* **Problem statement**
Your task is to copy every line of the entries that contains "path".

──────── Records provided

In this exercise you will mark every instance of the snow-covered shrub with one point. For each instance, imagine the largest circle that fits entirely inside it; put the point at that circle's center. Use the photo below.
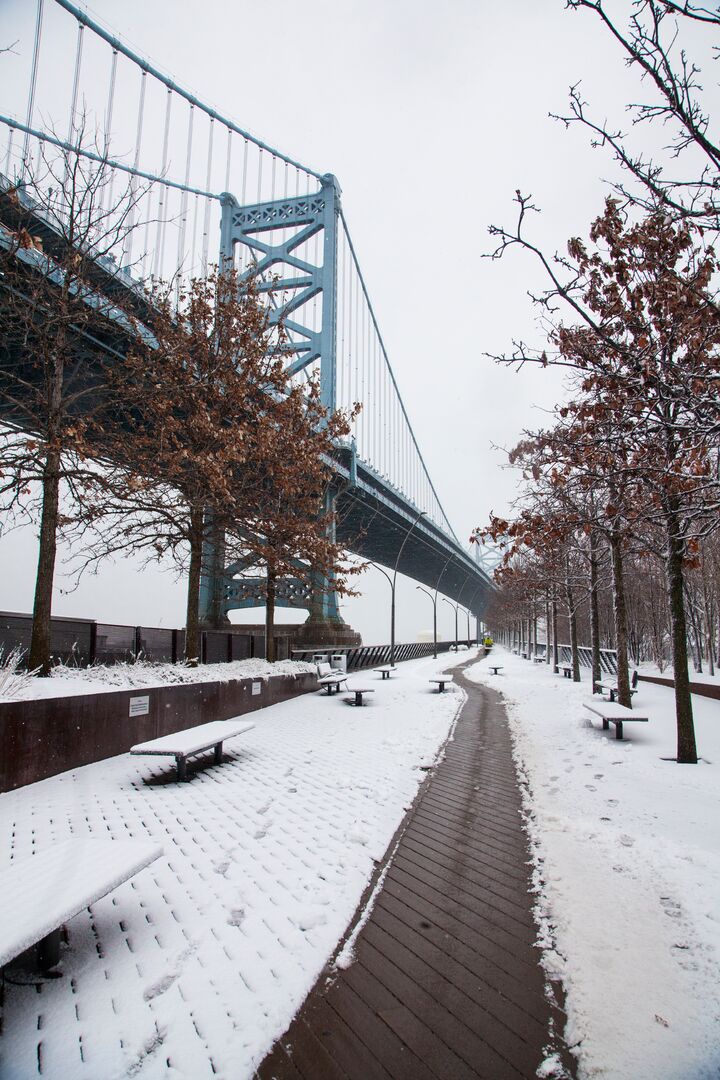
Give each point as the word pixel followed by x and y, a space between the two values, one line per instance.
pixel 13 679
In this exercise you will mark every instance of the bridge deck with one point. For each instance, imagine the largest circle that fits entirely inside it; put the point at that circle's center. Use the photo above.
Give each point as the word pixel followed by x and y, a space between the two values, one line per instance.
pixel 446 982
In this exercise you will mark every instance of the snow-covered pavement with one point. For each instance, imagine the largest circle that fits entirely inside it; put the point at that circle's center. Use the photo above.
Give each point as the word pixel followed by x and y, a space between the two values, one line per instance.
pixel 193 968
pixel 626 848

────────────────
──────── Records provided

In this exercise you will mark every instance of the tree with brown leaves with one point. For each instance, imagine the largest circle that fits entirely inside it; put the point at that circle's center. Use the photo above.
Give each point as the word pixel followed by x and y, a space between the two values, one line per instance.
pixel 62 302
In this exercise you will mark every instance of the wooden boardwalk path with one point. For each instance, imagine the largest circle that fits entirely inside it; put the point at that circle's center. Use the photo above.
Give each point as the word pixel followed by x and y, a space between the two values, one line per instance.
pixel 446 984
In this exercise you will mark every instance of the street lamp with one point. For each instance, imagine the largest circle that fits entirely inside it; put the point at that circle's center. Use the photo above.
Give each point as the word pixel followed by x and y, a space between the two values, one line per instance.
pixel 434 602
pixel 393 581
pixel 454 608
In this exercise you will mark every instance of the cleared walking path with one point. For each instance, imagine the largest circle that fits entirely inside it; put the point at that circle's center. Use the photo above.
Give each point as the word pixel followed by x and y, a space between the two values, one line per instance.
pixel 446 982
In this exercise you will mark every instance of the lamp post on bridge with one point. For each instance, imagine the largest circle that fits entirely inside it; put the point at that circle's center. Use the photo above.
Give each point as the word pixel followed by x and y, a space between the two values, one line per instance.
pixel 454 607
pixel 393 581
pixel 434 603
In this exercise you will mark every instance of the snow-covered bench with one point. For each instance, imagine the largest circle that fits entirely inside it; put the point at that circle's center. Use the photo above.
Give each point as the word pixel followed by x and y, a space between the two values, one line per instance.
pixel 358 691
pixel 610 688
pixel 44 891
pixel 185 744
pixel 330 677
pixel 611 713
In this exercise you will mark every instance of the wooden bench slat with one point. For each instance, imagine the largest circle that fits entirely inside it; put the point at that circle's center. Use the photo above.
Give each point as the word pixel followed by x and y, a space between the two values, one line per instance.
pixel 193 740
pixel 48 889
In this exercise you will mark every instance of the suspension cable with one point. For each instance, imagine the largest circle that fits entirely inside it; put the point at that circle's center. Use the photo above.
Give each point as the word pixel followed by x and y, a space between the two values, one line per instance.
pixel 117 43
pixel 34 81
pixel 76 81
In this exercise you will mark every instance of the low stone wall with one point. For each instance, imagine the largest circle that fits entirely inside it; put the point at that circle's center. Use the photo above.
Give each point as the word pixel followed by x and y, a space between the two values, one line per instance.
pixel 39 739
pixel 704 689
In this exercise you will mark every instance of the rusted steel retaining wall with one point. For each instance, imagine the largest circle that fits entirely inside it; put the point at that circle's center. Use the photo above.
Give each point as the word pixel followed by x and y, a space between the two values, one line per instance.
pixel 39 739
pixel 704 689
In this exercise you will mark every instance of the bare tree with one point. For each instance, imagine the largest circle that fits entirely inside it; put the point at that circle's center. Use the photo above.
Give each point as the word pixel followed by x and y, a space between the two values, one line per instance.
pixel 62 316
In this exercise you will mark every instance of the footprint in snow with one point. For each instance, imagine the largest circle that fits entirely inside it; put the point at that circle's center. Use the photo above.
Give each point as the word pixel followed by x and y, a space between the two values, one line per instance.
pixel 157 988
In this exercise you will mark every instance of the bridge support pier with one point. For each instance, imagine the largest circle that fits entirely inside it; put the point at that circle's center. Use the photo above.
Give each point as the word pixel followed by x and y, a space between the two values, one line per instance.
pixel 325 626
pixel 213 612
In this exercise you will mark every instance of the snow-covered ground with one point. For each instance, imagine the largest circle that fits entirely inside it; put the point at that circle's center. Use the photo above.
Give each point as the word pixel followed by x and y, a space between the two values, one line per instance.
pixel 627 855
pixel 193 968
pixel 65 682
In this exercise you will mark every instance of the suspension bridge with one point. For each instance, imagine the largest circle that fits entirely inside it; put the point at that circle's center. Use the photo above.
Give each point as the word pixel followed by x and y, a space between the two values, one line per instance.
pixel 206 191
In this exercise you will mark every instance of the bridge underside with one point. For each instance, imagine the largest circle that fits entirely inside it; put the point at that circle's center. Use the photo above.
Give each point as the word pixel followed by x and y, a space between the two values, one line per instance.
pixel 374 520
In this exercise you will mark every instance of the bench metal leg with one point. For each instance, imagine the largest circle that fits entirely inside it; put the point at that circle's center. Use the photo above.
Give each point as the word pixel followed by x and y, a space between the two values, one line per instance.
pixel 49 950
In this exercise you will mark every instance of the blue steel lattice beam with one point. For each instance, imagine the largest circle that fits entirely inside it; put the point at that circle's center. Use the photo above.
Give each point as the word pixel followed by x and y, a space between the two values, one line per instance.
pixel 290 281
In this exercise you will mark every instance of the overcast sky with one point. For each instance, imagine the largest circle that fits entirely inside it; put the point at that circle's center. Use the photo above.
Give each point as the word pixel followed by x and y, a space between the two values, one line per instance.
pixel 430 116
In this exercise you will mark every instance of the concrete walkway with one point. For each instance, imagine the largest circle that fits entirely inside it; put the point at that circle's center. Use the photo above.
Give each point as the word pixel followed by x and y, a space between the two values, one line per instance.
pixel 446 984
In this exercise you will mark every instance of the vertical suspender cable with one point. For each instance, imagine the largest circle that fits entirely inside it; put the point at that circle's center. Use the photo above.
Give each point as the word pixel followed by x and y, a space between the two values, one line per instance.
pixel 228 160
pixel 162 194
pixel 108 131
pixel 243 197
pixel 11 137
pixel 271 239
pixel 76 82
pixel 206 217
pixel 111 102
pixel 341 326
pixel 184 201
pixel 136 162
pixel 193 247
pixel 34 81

────────────────

* **Answer for this exercise**
In this exercise you will mark every instance of the wooden boardwalk path with one point. For each instance, imagine the largest circle that fits entirely inside it; put the point at that circle's center. Use the photo above.
In this exercise you will mark every instance of the cleared walking path with one point. For each instance, imagine the largest circle that fits entirely inside it; put the point at that circle's center. Use the photo above.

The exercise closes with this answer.